EXERCISE. Could you return only the lines that run from the line with "If you could pin the chef's white jacket" through the final line of the data, exactly as they stand?

DATA FOR THIS EXERCISE.
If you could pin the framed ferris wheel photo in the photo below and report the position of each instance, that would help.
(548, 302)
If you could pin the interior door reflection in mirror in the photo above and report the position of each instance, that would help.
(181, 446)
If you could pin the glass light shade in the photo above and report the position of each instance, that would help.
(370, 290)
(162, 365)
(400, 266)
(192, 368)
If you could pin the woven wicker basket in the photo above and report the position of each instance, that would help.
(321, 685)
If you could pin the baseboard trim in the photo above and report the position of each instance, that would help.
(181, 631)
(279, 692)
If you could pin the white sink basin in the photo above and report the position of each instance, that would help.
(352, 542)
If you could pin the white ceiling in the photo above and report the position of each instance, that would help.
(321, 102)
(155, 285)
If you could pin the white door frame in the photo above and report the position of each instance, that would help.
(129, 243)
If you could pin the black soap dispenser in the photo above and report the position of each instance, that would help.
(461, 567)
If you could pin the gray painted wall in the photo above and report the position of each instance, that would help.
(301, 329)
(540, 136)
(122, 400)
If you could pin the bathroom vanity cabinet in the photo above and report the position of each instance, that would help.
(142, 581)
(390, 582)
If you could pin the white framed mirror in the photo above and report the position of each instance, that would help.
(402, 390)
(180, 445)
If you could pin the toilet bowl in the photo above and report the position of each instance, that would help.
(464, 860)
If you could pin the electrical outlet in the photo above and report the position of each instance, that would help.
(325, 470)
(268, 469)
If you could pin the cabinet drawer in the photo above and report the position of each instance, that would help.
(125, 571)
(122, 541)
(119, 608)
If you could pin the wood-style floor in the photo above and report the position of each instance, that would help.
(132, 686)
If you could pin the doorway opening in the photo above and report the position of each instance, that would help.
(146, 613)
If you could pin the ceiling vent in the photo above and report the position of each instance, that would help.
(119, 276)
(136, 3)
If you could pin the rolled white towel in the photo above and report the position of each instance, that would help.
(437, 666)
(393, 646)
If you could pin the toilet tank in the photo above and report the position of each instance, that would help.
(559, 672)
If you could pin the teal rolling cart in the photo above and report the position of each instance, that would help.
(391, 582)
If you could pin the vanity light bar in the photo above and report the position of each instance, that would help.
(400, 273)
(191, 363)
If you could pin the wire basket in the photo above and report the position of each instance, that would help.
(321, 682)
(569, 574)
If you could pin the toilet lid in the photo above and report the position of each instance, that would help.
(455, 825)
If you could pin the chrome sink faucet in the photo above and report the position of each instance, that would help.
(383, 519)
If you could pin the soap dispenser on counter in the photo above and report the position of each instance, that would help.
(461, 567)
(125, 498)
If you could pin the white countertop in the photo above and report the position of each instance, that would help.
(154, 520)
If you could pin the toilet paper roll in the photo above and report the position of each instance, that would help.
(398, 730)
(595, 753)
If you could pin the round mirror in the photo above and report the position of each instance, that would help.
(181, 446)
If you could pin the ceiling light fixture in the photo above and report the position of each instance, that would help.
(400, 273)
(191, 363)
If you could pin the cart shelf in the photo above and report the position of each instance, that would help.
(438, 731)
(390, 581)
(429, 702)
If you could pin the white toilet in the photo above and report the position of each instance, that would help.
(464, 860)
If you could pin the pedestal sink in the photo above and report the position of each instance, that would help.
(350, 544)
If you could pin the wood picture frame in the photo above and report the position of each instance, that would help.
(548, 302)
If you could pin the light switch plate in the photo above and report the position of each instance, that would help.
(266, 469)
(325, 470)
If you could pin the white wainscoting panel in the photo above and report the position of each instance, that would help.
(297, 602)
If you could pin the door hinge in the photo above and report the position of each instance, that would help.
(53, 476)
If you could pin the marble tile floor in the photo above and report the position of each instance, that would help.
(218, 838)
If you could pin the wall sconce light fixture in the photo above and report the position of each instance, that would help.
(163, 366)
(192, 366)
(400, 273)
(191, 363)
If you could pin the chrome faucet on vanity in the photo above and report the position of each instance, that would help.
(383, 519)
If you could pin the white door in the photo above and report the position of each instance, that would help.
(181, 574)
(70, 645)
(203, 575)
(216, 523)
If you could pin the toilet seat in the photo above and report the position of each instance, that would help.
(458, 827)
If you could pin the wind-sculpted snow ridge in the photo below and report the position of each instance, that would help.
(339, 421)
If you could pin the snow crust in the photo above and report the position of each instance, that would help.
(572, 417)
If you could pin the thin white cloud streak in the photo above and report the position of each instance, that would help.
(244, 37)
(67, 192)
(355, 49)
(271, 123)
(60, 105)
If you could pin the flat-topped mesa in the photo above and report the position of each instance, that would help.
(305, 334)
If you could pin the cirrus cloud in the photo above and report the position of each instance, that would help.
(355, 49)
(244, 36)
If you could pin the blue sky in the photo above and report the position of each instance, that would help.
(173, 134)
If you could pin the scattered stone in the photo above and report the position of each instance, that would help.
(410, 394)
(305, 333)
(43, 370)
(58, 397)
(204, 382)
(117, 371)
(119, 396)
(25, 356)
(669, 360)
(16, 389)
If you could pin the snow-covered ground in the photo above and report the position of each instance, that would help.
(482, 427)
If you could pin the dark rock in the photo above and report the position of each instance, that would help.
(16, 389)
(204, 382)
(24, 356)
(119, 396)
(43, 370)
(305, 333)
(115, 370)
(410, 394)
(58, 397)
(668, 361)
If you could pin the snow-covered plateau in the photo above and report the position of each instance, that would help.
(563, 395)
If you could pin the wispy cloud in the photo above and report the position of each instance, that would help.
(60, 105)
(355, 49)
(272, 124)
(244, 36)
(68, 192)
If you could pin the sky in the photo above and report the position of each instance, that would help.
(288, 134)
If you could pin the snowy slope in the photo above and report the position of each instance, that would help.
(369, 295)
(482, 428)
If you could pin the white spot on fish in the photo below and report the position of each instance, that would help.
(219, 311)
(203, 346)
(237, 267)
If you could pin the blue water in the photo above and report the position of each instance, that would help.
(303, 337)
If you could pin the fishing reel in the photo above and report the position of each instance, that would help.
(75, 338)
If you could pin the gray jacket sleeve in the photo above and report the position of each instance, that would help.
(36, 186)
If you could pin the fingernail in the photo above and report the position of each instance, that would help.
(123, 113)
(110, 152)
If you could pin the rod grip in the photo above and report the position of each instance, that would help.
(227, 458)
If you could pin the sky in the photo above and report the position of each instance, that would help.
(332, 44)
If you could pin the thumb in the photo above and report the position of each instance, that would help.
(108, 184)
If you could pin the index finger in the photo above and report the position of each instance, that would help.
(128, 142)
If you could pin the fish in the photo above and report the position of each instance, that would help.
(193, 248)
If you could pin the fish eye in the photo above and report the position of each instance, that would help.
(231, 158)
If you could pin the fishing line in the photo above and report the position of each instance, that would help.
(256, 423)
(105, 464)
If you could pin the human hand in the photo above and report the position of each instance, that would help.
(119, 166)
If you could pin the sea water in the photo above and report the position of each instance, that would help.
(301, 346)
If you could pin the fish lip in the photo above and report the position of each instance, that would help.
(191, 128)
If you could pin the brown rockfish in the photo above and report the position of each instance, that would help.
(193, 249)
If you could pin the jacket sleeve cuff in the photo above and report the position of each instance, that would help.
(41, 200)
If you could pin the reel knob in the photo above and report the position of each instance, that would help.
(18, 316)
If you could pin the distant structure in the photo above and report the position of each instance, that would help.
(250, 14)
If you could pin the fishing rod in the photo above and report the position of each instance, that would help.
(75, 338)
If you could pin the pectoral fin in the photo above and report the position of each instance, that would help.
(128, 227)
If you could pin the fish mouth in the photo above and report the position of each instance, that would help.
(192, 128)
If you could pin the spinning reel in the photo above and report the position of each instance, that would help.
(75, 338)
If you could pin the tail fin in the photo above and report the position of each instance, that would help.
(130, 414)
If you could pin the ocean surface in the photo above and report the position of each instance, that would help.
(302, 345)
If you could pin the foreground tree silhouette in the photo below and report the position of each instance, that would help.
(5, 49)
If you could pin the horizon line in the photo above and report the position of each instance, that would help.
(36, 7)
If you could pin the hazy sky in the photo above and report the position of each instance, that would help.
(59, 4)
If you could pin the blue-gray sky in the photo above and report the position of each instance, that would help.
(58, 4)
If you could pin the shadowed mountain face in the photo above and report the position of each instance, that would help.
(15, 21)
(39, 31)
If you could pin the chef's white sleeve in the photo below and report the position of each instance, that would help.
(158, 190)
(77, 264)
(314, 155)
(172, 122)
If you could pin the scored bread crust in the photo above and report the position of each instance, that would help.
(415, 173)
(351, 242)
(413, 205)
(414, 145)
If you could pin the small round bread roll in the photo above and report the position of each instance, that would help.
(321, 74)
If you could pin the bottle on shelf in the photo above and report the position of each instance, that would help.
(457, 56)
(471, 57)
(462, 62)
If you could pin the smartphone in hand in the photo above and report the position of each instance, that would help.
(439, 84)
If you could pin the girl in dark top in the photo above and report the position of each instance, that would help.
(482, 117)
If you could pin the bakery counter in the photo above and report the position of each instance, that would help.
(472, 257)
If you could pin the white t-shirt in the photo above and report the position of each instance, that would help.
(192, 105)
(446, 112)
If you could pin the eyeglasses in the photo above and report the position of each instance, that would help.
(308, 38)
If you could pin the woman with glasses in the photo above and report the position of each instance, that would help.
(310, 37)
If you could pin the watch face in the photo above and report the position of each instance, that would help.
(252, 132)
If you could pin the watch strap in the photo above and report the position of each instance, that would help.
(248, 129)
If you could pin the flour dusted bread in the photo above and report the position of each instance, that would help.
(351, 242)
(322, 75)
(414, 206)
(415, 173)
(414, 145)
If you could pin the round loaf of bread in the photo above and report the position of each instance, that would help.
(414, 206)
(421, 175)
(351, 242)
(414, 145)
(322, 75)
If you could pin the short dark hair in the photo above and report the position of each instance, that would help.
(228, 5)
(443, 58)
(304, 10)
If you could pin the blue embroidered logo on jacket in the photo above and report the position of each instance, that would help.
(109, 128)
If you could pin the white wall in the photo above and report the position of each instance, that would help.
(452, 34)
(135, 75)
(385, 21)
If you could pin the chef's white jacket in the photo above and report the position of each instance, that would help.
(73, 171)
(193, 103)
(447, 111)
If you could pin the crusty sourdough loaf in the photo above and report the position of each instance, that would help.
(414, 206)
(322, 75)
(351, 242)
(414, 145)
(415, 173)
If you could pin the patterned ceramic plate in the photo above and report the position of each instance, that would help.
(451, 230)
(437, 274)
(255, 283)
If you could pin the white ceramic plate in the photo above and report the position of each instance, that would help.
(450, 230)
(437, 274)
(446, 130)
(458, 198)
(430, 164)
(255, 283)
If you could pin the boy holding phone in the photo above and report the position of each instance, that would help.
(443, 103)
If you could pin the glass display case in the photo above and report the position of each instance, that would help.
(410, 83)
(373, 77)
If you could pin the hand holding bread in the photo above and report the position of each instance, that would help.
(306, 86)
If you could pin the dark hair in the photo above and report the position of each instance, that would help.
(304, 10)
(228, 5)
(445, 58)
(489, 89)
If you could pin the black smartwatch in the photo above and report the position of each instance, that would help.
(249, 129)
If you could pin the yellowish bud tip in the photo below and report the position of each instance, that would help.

ANSWER.
If you could pin the chef's white jacket in the photo above and report the position of each instance, that would help.
(73, 171)
(193, 103)
(447, 111)
If you could pin the crusty sourdough loaf in the photo above and report the position of each instance, that would help.
(414, 206)
(322, 75)
(351, 242)
(414, 145)
(415, 173)
If you could pin the patterned ceramic plate in the photo above and report the position of each instance, that would help.
(451, 230)
(437, 274)
(255, 283)
If you could pin the white ceramic plate in the photo above and report the position of each instance, that would help.
(450, 230)
(437, 274)
(446, 130)
(458, 198)
(430, 164)
(255, 283)
If you could pin the boy holding phone in the photo above and report the position of each instance, that would help.
(443, 103)
If you could pin the glass display case in the photo above and report the position of each instance, that would help.
(410, 83)
(373, 77)
If you could pin the hand holding bread in the photo above and report the position of each instance, that would help.
(306, 86)
If you could pin the dark hair in the photo above and report the position of each instance, that would help.
(304, 10)
(228, 5)
(445, 58)
(489, 89)
If you could pin the black smartwatch in the photo above and report the position of each instance, that would help.
(249, 129)
If you could pin the yellowish bud tip in the photo below and report the position of each instance, that would help.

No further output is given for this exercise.